§ **PROMPT**
Show every line below that contains the string "slope", copying each such line in full. Case counts when matching.

>> Start DATA PROVIDED

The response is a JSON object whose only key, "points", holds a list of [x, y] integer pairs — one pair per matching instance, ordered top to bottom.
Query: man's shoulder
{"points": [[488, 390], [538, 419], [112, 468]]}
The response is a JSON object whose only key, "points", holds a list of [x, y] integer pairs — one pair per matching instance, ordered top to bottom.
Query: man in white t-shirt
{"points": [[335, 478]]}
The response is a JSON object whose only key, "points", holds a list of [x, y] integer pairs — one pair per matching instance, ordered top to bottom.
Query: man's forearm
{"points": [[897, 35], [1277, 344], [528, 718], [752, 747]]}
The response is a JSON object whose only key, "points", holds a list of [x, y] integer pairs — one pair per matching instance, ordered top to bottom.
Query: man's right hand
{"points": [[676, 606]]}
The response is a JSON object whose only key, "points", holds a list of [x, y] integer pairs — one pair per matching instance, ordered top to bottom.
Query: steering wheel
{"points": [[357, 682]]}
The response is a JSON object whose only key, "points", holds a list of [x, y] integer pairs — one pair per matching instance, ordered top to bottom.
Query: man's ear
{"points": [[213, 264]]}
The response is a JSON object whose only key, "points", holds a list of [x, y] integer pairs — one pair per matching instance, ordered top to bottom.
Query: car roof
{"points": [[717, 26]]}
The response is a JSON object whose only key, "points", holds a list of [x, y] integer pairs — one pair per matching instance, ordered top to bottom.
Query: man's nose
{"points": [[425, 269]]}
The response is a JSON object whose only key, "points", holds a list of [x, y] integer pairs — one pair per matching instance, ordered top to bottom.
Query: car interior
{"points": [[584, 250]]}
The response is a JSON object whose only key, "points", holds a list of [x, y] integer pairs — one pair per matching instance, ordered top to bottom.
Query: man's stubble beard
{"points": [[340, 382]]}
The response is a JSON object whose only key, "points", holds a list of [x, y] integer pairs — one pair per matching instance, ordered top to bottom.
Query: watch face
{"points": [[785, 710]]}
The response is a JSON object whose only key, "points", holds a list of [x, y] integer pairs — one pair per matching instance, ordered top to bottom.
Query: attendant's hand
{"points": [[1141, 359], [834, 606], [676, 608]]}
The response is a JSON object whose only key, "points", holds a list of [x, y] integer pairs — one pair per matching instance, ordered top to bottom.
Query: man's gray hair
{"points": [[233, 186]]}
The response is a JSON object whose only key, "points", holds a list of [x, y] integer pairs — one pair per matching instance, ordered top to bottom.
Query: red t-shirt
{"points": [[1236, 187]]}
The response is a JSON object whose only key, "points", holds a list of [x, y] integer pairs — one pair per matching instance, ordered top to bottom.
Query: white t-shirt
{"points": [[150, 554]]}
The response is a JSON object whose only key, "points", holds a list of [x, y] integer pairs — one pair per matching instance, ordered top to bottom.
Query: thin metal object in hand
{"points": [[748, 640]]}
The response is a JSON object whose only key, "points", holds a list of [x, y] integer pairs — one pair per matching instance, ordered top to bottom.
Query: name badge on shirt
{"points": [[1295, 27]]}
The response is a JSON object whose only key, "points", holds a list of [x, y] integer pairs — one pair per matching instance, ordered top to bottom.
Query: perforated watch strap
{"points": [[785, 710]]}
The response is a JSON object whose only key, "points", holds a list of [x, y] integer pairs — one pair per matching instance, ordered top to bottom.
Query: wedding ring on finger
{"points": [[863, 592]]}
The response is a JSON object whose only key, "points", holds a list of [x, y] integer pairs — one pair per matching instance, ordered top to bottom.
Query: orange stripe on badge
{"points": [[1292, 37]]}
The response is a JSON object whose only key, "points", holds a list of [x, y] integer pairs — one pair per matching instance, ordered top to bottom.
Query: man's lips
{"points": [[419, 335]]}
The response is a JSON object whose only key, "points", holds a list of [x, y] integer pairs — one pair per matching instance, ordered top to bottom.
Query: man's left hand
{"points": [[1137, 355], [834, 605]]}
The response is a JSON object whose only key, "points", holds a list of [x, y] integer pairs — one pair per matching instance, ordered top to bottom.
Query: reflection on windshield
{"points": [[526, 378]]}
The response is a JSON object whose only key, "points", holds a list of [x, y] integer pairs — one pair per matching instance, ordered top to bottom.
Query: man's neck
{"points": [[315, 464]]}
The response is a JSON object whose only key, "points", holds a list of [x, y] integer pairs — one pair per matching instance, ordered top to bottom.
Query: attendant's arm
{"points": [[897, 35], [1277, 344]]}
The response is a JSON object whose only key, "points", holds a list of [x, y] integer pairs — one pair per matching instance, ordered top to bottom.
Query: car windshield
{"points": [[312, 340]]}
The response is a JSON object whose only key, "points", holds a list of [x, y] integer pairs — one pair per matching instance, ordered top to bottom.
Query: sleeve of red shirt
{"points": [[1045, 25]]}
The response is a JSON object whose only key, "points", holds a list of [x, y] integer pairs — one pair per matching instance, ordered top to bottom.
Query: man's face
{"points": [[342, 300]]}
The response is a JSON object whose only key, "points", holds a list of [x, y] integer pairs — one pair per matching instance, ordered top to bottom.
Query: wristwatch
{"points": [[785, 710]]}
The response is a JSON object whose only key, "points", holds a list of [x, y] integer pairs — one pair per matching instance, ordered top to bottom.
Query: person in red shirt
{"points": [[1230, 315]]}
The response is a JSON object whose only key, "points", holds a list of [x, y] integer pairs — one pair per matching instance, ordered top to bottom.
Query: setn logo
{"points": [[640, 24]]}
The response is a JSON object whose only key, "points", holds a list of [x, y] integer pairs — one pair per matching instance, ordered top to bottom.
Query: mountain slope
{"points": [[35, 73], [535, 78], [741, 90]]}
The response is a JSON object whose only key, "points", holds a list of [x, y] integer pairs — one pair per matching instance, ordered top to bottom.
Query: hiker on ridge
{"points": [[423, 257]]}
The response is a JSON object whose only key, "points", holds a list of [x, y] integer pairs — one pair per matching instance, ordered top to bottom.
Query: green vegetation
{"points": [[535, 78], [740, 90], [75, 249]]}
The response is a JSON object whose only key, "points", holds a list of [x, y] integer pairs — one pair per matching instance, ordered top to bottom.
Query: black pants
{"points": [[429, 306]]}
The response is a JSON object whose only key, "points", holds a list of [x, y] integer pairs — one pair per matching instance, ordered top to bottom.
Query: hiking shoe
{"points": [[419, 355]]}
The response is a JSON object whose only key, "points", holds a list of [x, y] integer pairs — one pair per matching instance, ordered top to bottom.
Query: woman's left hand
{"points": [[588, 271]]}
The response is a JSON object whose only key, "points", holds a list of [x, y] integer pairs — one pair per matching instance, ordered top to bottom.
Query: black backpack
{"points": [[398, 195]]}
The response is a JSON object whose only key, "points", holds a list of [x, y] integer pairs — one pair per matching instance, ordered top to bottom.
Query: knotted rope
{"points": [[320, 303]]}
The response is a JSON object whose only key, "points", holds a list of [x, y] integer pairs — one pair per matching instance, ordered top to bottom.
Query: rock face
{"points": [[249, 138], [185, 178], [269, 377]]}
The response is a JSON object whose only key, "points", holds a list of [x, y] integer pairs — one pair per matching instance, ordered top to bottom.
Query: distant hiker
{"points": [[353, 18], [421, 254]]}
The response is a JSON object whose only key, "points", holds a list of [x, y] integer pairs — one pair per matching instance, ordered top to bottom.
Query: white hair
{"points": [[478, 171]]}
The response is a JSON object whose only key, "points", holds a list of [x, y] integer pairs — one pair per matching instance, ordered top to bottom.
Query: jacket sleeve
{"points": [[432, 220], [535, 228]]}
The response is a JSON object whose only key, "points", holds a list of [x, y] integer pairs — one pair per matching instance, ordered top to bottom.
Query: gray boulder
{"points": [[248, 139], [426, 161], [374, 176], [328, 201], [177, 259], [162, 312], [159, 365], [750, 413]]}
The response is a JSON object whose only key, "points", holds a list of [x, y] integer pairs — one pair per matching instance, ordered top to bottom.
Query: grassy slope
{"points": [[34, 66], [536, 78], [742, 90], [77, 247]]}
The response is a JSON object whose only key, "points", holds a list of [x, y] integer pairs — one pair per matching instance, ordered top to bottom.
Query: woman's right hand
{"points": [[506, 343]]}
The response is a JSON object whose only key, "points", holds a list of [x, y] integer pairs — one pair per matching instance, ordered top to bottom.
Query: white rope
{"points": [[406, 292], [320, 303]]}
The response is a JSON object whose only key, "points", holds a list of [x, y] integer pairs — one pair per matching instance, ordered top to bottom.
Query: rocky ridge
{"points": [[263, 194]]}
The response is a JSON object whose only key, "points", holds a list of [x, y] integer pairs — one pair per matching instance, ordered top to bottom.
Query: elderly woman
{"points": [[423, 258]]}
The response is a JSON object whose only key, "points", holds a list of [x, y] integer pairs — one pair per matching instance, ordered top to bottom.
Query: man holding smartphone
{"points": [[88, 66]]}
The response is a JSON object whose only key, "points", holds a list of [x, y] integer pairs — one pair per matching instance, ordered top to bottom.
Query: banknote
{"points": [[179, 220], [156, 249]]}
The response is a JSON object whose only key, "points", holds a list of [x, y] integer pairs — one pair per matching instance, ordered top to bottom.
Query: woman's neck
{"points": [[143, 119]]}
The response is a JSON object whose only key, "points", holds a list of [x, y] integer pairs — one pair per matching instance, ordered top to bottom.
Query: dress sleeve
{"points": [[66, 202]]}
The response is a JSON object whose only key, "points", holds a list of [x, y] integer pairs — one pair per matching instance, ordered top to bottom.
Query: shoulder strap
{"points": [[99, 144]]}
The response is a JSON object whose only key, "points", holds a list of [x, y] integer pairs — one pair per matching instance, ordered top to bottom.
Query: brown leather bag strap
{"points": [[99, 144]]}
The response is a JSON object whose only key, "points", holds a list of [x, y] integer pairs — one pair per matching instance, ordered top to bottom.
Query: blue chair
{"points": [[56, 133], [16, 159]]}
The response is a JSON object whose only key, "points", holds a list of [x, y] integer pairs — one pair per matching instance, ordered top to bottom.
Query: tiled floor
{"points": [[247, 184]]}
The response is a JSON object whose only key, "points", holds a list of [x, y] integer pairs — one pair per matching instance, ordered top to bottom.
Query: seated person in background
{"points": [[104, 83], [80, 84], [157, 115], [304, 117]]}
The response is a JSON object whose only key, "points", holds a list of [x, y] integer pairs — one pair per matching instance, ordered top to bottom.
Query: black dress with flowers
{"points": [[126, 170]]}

>> End DATA PROVIDED

§ **SOLUTION FOR THIS EXERCISE**
Query: mountain slope
Query: grassy slope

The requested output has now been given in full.